───── EXTRACTED TEXT
Last year I wrote a post on how to write Japanese on a western style keyboard. You can find that HOWTO along with some fascinating backstory here. As I was already comfortable with Hangul (Korean), that meant that of the “big 3” Asian languages, I had a (very) basic comprehension of how to write with 2 of them. Well, I figured today seemed like a great day to tackle what is perhaps the most daunting one of all. That’s right, that means this HOWTO is going to cover how to write Chinese on your western keyboard! However, before we can delve into the mechanics of how the process works, we need to understand a little bit of the history.
Disclaimer: Everything you are about to read is based on my time spent with Google and Wikipedia. I’ve almost certainly got some or even much of this wrong so if you do see something I have incorrect, please let me know in the comments and I can update it.
First and foremost, it’s important to know that according to Wikipedia, “Chinese” is not one cohesive language but is rather a collection of between 7 and 13 “language dialects” that collectively form the “language family” that Westerner’s tend to think of as Chinese. Of these dialects, by far the most common is one you’ve almost certainly heard of and that is called “Mandarin.” But that’s not the only one. There are other dialects such as “Wu”, “Yue”, and “Min”. What’s fascinating about these is that they are what is described as “mutually unintelligible” languages. That is to say, despite sharing similar roots, a speaker from one dialect will not be able to readily communicate with a speaker from another dialect. Think Spanish and Italian. Same Latin root, but if a Spanish person travels to Italy, they would have difficulty communicating.
“Standard Chinese” or that is to say the “official” language adopted by the Chinese government is based off of the “Beijing dialect” and is also known as Pekingese. It is specifically adopted by the “People’s Republic of China” (PRC) along with the “Republic of China” (aka Taiwan). It’s also one of four official languages in Singapore. There is another subset of Chinese called Cantonese which is considered more of a “prestige” language and is the official language of Hong Kong. The important thing to take away from this is that, at least as far as my research has revealed for the level of detail I require for this post, all of the languages above use effectively the same written characters. That is to say, if you know what you want to say, you should be able to follow the steps below to write your electronic message in any of the possible Chinese dialects.
The next thing to keep in mind is that generally speaking, like Korean and Japanese, a character generally represents one spoken syllable. That is to say, each “block” should represent one syllable. Also like Korean and Japanese but seemingly taken much further is the fact that a block/character may be a word on its own or a part of a polysyllabic word. As you’ve likely heard, Chinese doesn’t have an alphabet in the sense that Westerners are familiar with. Often times, a character (aka a series of strokes) represents an entire meaning on its own. Put another way, each character is an atomic unit and cannot be further broken down. It is estimated that there are over 60,000 unique characters in the Chinese language. The good news is that research has suggested that a college educated Chinese citizen only needs to know about 3,000 to 4,000 characters to be considered fluent.
──────────
§ REQUIREMENT 1: In the post on typing Chinese with a western keyboard, how many characters does a college-educated Chinese citizen need to know to be considered fluent?
§ REQUIREMENT 2: Please carry on the post about writing Chinese on a western keyboard, picking up right after its final sentence.
───── MATERIAL SHOWN
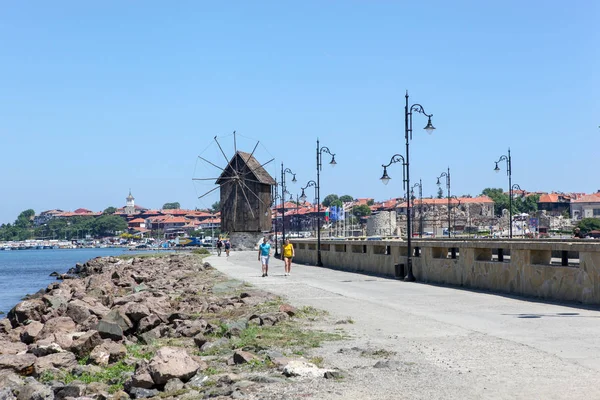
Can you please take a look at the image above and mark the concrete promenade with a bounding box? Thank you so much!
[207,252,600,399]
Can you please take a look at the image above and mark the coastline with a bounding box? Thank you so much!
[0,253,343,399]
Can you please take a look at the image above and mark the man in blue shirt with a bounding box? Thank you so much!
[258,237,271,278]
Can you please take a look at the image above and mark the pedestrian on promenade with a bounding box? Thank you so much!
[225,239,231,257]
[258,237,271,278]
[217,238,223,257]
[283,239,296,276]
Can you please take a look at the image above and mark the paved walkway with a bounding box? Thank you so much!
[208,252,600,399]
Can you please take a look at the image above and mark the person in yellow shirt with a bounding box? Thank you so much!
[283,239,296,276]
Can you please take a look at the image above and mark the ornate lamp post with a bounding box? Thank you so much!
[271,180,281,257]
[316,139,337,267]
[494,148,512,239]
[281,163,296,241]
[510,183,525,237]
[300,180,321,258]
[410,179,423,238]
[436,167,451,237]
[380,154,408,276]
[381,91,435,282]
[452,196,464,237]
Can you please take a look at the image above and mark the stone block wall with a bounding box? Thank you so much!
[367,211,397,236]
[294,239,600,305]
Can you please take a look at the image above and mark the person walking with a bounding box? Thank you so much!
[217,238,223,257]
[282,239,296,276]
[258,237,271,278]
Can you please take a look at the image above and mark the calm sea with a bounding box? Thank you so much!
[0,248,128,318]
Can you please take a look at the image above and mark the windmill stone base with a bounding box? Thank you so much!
──────────
§ REPLY 1: About 3,000 to 4,000 characters.

§ REPLY 2:
While not directly related to his HOWTO, an interesting by-product comes from this approach to language. No alphabet means no way of readily organizing a list of words and definitions in a way that can be quickly referenced. In other words, dictionaries become exceptionally difficult to build and as a result many different approaches are used. One such approach works by sorting by “radicals” aka the roots of a given word. One such system is called the “Kangxi system” and was created in the 1700s. It breaks the language down into 214 discrete radicals. A full list of those radicals can be found here. Another method is organizing words by the number of strokes they contain. With so many characters though, that means you’ll have hundreds or even thousands of words per number of strokes. I must admit that I have a new appreciation for Chinese students, especially those that had to do language homework before the arrival of the computer!
If you’ve read this far, there should be a really obvious question: If there are tens of thousands of characters and each one is atomic, how the heck can you write the language on a keyboard? Forget if the keyboard is designed for Roman alphabets or not, how would you write the language on any keyboard that didn’t have thousands of keys on it? Based on my research it appears that as computers started to be developed, the Chinese came to the same conclusion. Their solution was instead to find a way to directly bridge the Roman Alphabet with Chinese characters so that the existing computer infrastructure could be easily leveraged. In Korean and even in Japanese by contrast, it’s possible technically to have an exclusively domestic language keyboard where the Romanized keys are not even present. This does not appear to be the case with Chinese however.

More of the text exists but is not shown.